Report how many lines of the records contain the string "forested", matching case exactly, and give only that number.

##### AVAILABLE RECORDS #####

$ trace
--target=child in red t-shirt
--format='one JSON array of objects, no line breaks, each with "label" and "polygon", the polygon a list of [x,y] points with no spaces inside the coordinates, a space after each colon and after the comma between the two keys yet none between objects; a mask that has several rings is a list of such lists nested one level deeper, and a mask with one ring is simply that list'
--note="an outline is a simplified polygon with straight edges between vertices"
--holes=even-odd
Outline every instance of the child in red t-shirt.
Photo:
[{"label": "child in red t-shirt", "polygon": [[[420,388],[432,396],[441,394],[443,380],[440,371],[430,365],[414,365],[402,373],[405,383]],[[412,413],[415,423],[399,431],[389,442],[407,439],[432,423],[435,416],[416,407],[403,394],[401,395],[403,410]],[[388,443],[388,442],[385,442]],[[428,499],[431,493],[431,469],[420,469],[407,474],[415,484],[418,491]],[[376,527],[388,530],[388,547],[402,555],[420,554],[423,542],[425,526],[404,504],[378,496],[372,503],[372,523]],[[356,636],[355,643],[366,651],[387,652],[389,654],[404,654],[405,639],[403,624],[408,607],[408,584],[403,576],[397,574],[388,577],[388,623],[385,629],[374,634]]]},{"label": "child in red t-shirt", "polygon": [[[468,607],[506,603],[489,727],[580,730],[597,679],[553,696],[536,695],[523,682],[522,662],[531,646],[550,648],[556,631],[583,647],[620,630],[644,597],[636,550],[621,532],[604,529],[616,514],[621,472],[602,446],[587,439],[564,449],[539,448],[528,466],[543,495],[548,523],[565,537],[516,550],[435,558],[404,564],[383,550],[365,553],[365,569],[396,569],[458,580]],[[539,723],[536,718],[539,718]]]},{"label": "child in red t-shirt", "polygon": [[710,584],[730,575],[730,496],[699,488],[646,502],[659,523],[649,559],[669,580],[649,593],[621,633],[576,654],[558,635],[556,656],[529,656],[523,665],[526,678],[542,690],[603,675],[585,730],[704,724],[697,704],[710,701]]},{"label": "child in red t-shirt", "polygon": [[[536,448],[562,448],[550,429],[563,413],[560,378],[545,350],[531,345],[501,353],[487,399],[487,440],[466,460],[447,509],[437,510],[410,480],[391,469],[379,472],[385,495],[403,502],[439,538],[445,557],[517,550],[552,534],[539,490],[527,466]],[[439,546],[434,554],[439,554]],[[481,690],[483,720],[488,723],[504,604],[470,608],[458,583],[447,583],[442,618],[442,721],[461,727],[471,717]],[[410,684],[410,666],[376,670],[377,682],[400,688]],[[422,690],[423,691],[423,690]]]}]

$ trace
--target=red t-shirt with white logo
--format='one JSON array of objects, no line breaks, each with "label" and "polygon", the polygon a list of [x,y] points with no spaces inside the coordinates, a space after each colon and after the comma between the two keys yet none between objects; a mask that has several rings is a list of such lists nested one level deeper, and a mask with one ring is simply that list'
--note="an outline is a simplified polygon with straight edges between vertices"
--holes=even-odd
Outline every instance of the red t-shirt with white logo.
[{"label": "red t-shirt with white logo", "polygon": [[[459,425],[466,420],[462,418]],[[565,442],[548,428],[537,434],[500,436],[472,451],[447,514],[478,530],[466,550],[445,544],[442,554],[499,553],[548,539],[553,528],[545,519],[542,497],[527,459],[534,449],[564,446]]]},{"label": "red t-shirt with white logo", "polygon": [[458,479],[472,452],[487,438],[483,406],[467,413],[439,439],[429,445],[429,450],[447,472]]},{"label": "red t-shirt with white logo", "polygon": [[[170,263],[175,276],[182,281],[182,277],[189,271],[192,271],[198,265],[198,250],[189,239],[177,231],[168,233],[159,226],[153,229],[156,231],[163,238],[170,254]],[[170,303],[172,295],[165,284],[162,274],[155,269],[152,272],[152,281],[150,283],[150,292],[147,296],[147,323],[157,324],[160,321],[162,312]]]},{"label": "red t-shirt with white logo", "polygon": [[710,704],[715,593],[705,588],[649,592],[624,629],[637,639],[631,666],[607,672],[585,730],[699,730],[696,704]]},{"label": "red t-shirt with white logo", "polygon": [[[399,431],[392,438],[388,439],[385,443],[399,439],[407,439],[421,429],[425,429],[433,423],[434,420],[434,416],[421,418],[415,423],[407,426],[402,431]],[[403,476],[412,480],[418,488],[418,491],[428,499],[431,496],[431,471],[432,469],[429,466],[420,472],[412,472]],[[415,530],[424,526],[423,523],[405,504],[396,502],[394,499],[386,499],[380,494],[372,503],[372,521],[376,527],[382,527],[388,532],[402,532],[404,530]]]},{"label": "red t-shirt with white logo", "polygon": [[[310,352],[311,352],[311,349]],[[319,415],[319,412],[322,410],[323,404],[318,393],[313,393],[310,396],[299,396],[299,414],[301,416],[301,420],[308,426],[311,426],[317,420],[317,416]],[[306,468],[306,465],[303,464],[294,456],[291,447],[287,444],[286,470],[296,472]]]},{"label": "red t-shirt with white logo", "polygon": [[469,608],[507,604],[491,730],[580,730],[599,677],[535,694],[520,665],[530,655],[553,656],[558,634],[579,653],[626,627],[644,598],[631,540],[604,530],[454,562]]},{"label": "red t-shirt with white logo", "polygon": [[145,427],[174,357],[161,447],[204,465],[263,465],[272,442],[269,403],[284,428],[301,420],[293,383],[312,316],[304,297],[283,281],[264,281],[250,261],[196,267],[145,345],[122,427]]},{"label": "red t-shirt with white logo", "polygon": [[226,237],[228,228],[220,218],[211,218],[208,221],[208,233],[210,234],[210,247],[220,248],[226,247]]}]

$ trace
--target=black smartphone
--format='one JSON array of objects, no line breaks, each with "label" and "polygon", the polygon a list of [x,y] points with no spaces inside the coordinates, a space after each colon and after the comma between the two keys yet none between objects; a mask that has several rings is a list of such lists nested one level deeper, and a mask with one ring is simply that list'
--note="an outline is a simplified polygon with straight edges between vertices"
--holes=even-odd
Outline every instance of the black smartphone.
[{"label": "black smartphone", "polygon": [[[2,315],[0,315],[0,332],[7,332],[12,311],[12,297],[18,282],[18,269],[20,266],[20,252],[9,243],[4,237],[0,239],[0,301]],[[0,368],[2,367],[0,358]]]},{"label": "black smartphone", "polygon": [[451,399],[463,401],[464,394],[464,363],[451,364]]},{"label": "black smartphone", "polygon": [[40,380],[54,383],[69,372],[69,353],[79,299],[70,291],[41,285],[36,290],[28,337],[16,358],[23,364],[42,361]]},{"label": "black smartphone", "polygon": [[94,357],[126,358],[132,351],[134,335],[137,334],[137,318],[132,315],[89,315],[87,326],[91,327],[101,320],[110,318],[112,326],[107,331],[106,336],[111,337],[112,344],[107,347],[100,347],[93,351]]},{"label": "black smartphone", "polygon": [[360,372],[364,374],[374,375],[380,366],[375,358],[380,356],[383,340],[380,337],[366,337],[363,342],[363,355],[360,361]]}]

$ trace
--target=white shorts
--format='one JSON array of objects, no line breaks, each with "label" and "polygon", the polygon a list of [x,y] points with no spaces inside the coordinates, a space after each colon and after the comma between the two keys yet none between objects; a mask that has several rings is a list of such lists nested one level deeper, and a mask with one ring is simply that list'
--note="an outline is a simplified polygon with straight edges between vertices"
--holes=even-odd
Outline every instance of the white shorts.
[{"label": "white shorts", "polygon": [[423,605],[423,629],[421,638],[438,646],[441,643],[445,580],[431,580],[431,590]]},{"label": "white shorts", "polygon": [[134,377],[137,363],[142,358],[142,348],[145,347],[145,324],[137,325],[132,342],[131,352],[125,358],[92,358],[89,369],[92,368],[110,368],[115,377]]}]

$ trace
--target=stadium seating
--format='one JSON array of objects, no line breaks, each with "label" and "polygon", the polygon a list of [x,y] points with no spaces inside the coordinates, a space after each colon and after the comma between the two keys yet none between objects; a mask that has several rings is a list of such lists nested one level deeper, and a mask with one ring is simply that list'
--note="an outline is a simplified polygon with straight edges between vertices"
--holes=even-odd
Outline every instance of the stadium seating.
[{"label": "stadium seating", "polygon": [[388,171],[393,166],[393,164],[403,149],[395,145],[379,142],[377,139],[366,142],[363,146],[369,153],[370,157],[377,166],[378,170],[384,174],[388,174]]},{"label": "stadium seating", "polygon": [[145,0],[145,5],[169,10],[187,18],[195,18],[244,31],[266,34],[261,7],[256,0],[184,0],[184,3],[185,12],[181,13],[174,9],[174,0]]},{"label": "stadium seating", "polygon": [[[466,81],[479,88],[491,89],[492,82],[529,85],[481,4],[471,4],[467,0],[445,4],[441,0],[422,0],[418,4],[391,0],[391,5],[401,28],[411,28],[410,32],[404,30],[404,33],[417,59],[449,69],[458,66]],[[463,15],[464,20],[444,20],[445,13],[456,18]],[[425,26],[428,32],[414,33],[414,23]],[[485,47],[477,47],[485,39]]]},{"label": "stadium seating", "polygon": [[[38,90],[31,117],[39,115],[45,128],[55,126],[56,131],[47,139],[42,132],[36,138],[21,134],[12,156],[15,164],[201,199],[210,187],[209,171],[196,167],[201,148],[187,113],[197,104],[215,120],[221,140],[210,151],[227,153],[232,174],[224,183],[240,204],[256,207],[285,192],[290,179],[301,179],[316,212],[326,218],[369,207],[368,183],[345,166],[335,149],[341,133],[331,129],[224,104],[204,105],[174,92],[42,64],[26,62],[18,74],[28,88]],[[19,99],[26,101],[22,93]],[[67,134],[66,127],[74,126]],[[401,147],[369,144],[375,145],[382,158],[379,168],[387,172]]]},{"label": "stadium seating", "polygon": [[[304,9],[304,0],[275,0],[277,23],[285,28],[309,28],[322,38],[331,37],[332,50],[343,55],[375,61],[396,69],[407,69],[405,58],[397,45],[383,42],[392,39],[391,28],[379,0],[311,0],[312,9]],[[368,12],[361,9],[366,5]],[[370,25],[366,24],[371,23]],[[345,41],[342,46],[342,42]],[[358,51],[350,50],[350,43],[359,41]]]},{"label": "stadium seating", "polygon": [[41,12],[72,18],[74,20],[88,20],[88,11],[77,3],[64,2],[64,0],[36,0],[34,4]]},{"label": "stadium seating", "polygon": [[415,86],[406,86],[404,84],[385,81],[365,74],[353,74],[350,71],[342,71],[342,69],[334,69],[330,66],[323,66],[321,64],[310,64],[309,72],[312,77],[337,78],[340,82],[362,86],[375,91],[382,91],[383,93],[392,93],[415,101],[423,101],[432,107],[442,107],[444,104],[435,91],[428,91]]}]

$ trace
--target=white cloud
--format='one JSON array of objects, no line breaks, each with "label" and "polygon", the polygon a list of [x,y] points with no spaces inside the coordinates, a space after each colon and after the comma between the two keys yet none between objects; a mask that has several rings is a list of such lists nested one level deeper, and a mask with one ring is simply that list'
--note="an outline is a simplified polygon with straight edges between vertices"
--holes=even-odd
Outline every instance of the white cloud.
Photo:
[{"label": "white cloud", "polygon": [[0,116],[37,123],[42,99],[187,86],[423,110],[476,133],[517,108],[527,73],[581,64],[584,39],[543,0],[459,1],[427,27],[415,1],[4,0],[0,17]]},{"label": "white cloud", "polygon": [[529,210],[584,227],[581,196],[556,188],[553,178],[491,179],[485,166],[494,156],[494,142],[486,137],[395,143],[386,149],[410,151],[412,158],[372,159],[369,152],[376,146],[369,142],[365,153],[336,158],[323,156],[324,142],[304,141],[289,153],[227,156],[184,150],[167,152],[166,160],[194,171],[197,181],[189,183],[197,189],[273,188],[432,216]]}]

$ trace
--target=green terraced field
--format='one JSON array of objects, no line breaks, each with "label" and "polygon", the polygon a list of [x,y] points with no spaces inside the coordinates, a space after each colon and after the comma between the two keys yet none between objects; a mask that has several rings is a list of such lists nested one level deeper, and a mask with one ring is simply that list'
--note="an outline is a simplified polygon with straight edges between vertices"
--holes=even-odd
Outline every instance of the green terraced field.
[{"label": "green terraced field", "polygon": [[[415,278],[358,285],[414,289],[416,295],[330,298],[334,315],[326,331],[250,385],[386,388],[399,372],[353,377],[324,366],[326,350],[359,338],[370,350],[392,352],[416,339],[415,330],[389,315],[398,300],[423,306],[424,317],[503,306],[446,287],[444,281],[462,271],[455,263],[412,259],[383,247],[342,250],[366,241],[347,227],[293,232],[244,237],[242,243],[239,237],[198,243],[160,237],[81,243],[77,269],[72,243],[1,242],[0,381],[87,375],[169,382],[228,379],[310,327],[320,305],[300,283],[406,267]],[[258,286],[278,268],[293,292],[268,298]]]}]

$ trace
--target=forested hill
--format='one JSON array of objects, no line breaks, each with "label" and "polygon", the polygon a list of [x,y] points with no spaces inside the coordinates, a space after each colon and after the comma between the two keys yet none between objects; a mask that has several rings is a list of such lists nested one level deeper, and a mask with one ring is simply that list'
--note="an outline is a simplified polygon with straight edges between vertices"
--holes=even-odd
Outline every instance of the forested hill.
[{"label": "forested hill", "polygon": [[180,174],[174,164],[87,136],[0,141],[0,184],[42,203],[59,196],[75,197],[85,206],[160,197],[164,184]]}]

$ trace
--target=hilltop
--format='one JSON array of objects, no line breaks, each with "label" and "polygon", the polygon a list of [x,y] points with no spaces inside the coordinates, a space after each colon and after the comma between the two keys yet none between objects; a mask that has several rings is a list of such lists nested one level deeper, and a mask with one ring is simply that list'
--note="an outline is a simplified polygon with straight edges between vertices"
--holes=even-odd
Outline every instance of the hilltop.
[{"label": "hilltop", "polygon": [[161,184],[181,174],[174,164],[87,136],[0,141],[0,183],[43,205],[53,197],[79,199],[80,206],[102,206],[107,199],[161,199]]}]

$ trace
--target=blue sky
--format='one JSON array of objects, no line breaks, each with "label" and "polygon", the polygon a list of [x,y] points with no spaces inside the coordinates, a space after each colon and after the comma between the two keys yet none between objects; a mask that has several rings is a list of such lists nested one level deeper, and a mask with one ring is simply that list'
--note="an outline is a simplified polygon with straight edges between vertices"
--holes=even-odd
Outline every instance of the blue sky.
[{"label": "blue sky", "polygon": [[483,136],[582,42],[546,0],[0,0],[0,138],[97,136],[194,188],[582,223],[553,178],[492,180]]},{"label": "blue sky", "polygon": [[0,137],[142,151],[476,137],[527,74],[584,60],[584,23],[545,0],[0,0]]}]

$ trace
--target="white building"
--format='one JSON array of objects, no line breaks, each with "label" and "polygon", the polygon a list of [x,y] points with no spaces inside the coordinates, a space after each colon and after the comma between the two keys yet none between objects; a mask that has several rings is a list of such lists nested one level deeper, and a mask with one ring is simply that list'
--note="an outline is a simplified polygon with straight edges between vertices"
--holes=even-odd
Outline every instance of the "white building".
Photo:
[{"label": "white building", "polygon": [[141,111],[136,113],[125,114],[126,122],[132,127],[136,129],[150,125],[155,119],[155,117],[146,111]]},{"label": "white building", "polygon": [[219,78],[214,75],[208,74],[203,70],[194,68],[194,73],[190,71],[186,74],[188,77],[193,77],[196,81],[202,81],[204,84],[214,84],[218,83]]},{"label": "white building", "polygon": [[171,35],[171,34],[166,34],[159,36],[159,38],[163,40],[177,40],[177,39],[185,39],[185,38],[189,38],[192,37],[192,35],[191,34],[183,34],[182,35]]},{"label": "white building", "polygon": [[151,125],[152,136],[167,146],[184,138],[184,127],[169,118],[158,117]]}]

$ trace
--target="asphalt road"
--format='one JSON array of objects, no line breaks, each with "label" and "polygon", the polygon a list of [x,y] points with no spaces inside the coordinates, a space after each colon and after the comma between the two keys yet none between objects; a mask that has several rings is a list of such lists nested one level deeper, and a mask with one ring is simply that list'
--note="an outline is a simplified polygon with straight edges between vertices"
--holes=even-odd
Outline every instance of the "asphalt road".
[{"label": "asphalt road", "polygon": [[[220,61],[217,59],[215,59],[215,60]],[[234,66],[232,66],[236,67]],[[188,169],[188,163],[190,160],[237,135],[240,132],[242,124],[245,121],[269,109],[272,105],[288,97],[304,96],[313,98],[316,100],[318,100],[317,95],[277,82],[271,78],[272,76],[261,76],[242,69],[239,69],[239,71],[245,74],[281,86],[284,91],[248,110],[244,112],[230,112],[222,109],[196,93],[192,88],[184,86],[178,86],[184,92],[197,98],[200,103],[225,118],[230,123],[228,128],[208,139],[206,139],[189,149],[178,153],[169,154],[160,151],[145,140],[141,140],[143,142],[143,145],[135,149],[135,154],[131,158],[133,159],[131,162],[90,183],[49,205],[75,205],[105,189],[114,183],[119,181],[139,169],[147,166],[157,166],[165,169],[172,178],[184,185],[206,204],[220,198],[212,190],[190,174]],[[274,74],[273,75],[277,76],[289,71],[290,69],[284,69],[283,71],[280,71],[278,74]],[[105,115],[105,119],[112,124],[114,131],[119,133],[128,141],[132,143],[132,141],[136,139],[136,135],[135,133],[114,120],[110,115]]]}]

#####

- [ANSWER TO THE EXERCISE]:
3